*PASSAGE TO READ*.
^^^^^^^^^^^^^^^^

Lily pads, salad bars and scum frogs attract big bass

By By Mike Giles / outdoors writer
June 4, 2004
With the abundant new growth of lily pads and water grass, the old lake had been reborn. It had been literally 17 years since I had ventured out onto the waters of one of our old childhood hotspots. Although many years had passed since we camped and fished on the shores of the old lake, it seemed just like yesterday.
As Bob Smith and I eased the old boat into the water, my mind was flooded with memories of glorious fishing trips in days gone by. People come and go, but true friends remain that way forever, regardless of distance or time.
Surely the lake could not come close to what it had been in the past. On my first cast a bass exploded out of the salad grass, and came up empty, save a mouthful of grass that is. On the next cast, the scum frog wasn't that lucky, as the lunker bass destroyed the lure. Our first bass was landed, admired and released to fight another day.
After catching a couple of bass on the frog, we both rigged up scum frogs, or rats, and the action really heated up. If you have never caught a bass on a topwater frog or rat, then you have truly missed a treat. The explosive action provided by these topwater lures is almost unheard of and rarely seen these days.
It's the timing
There is one thing you have to get right when fishing a frog however; timing. That's right, just like hitting a baseball or softball, an angler's timing must be just right. If you set the hook on the initial strike, you're too early. If you wait too long, then it's just as bad.
During one tournament back in the eighties on Ross Barnett, my partner and I had a fantastic day of frog fishing. The day was overcast and misty, which made for a perfect frog day. The bass were active and smashing the frogs and rats. I probably caught 50 keeper bass that day on my way to a tournament win.
It was a different story for my partner however. After about a half day of setting the hook and coming up empty handed, he finally gave it up. "Mike, I've tried setting the hook every way I know how and I still can't land a bass!" commented the discouraged angler. His timing was off and at best, most people can expect strikes to catch a ratio of about one out of two.
As I poled the boat around our old boyhood lake, Bob began getting strikes on his black rat. At first the fish were just sucking it in and Smith missed a few. As the air began to cool however, the bass became more active and the action became more explosive. Switching to a Venom style senko bait, Smith suddenly bowed up on a nice bass and the action began. After catching several on the venom plastic worm, he went back to the frog just in time.

^^^^^^^^^^^^^^^^

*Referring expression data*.
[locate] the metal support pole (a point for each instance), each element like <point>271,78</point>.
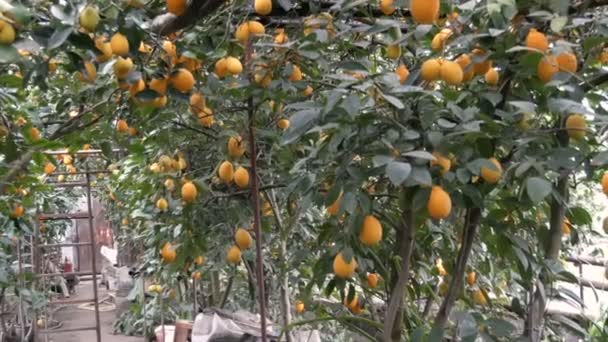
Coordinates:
<point>93,258</point>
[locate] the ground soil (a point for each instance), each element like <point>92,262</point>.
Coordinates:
<point>73,317</point>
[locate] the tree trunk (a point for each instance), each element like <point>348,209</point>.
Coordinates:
<point>472,218</point>
<point>404,245</point>
<point>536,309</point>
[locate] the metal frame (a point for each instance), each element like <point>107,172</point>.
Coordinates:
<point>38,249</point>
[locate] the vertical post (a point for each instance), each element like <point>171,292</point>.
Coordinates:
<point>255,204</point>
<point>93,255</point>
<point>21,285</point>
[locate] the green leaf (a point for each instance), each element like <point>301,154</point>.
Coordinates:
<point>600,159</point>
<point>106,149</point>
<point>500,327</point>
<point>557,24</point>
<point>538,188</point>
<point>59,36</point>
<point>398,172</point>
<point>393,101</point>
<point>300,122</point>
<point>8,54</point>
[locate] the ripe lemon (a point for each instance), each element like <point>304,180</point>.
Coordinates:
<point>236,146</point>
<point>371,231</point>
<point>205,117</point>
<point>159,85</point>
<point>242,238</point>
<point>465,63</point>
<point>451,73</point>
<point>255,27</point>
<point>547,67</point>
<point>90,73</point>
<point>332,210</point>
<point>605,182</point>
<point>439,204</point>
<point>182,80</point>
<point>567,62</point>
<point>233,66</point>
<point>221,68</point>
<point>168,253</point>
<point>234,255</point>
<point>136,87</point>
<point>34,134</point>
<point>7,33</point>
<point>89,18</point>
<point>104,48</point>
<point>492,77</point>
<point>482,67</point>
<point>438,42</point>
<point>344,269</point>
<point>263,7</point>
<point>49,168</point>
<point>169,184</point>
<point>537,40</point>
<point>177,7</point>
<point>189,192</point>
<point>566,230</point>
<point>479,298</point>
<point>402,73</point>
<point>443,162</point>
<point>17,212</point>
<point>226,172</point>
<point>576,124</point>
<point>283,124</point>
<point>372,280</point>
<point>489,175</point>
<point>387,7</point>
<point>241,177</point>
<point>122,67</point>
<point>162,204</point>
<point>308,91</point>
<point>299,306</point>
<point>471,277</point>
<point>424,11</point>
<point>430,70</point>
<point>393,51</point>
<point>170,49</point>
<point>281,36</point>
<point>122,126</point>
<point>119,44</point>
<point>296,74</point>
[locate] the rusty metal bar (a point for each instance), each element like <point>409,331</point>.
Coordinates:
<point>60,274</point>
<point>79,152</point>
<point>67,184</point>
<point>56,331</point>
<point>94,172</point>
<point>68,301</point>
<point>586,260</point>
<point>67,244</point>
<point>63,216</point>
<point>93,258</point>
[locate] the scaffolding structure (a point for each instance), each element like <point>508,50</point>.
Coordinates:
<point>39,250</point>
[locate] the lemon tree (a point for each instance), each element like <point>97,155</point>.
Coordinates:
<point>414,162</point>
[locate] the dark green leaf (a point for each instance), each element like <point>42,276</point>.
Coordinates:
<point>538,188</point>
<point>398,172</point>
<point>59,36</point>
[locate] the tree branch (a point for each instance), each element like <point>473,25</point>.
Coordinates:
<point>472,218</point>
<point>168,23</point>
<point>405,238</point>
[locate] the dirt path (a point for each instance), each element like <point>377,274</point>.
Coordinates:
<point>73,317</point>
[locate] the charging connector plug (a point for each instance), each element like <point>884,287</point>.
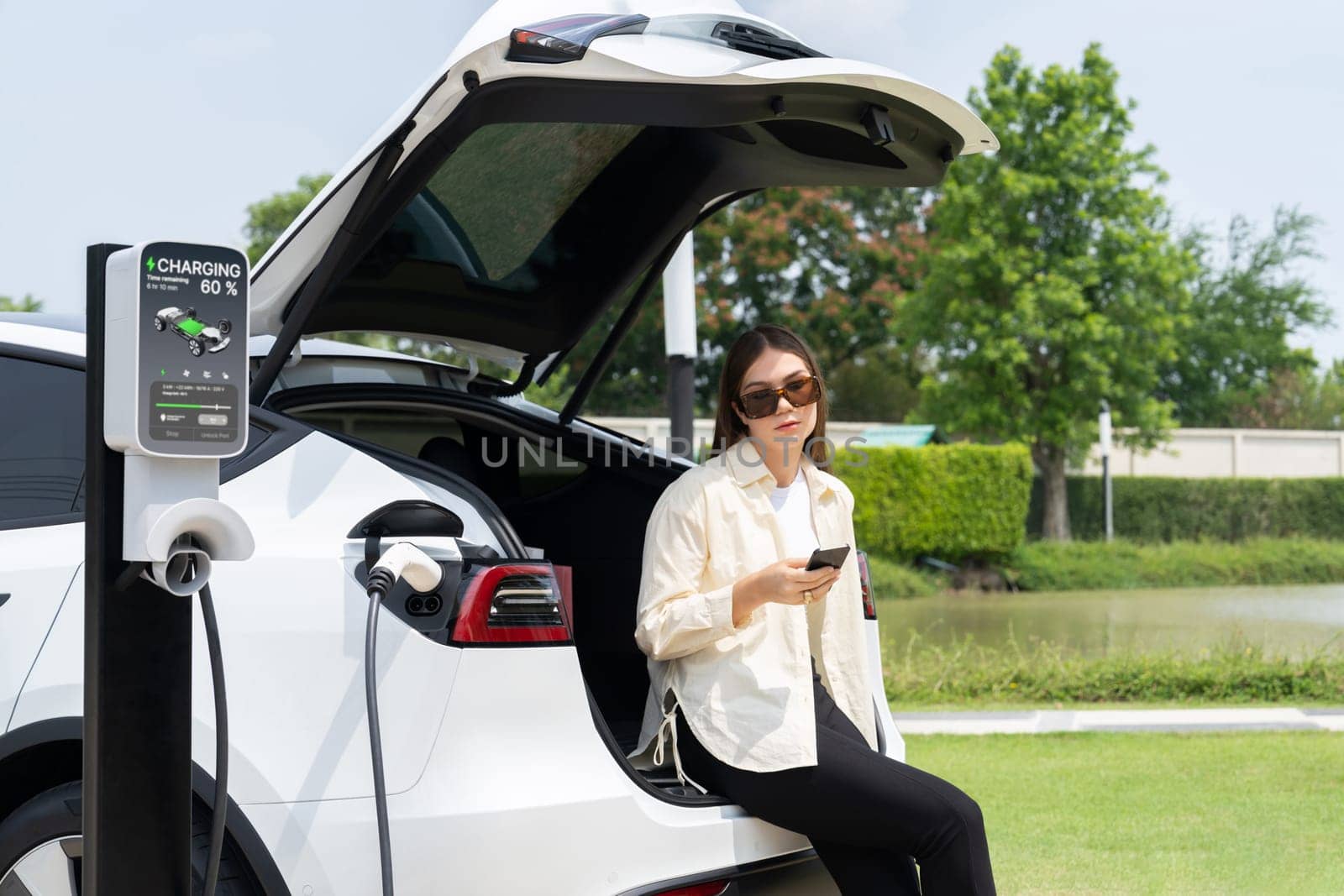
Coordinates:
<point>402,560</point>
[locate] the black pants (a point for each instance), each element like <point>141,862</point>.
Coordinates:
<point>870,817</point>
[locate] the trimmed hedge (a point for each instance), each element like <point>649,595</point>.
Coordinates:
<point>1153,508</point>
<point>952,501</point>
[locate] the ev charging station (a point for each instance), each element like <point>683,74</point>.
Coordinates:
<point>167,398</point>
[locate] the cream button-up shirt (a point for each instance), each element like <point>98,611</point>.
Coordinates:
<point>745,691</point>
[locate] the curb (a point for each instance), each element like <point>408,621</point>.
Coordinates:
<point>1028,721</point>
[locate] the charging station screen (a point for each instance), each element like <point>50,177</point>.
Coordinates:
<point>192,348</point>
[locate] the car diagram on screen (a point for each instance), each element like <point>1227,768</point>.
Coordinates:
<point>201,338</point>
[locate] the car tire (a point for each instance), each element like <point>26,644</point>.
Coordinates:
<point>55,815</point>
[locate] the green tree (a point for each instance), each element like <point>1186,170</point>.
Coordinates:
<point>1243,311</point>
<point>26,304</point>
<point>1294,398</point>
<point>1054,282</point>
<point>269,217</point>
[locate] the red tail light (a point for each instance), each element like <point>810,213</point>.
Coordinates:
<point>568,38</point>
<point>870,607</point>
<point>511,602</point>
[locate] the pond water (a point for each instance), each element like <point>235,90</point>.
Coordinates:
<point>1294,621</point>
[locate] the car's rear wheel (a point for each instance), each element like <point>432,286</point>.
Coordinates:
<point>42,848</point>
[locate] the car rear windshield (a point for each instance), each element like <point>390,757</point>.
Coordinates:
<point>491,210</point>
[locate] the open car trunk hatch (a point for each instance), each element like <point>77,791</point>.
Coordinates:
<point>528,196</point>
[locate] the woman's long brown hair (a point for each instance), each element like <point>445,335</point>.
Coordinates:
<point>746,348</point>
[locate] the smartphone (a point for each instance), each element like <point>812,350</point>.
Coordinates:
<point>828,558</point>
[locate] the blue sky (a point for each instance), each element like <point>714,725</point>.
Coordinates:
<point>165,120</point>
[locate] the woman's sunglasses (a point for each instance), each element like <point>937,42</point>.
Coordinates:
<point>764,402</point>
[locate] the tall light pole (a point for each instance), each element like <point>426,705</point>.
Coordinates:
<point>1105,466</point>
<point>679,332</point>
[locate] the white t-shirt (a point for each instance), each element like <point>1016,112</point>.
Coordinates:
<point>793,510</point>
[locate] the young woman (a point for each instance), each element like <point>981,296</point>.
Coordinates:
<point>729,616</point>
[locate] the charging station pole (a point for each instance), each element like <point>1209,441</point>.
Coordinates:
<point>138,676</point>
<point>165,399</point>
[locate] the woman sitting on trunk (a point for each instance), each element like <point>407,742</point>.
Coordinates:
<point>729,616</point>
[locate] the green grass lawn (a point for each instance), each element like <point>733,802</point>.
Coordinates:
<point>1193,703</point>
<point>1153,813</point>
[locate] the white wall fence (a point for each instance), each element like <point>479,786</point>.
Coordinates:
<point>1189,453</point>
<point>1236,453</point>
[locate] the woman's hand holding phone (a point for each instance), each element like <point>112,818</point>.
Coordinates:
<point>785,580</point>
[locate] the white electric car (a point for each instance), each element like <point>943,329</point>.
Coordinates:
<point>530,191</point>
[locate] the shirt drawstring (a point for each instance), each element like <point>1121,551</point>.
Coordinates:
<point>669,721</point>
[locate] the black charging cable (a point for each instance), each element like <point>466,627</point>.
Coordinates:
<point>217,678</point>
<point>381,580</point>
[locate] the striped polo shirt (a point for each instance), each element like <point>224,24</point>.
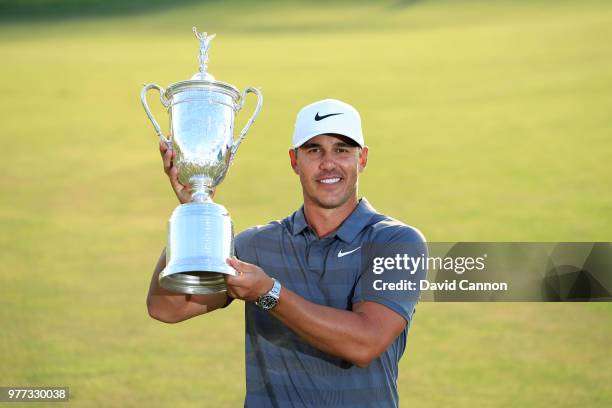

^^^^^^^^^^^^^^^^

*REQUIRED WORK*.
According to the bass fishing article, what is the one thing an angler must get right when fishing a frog?

*EXERCISE OUTPUT*.
Timing.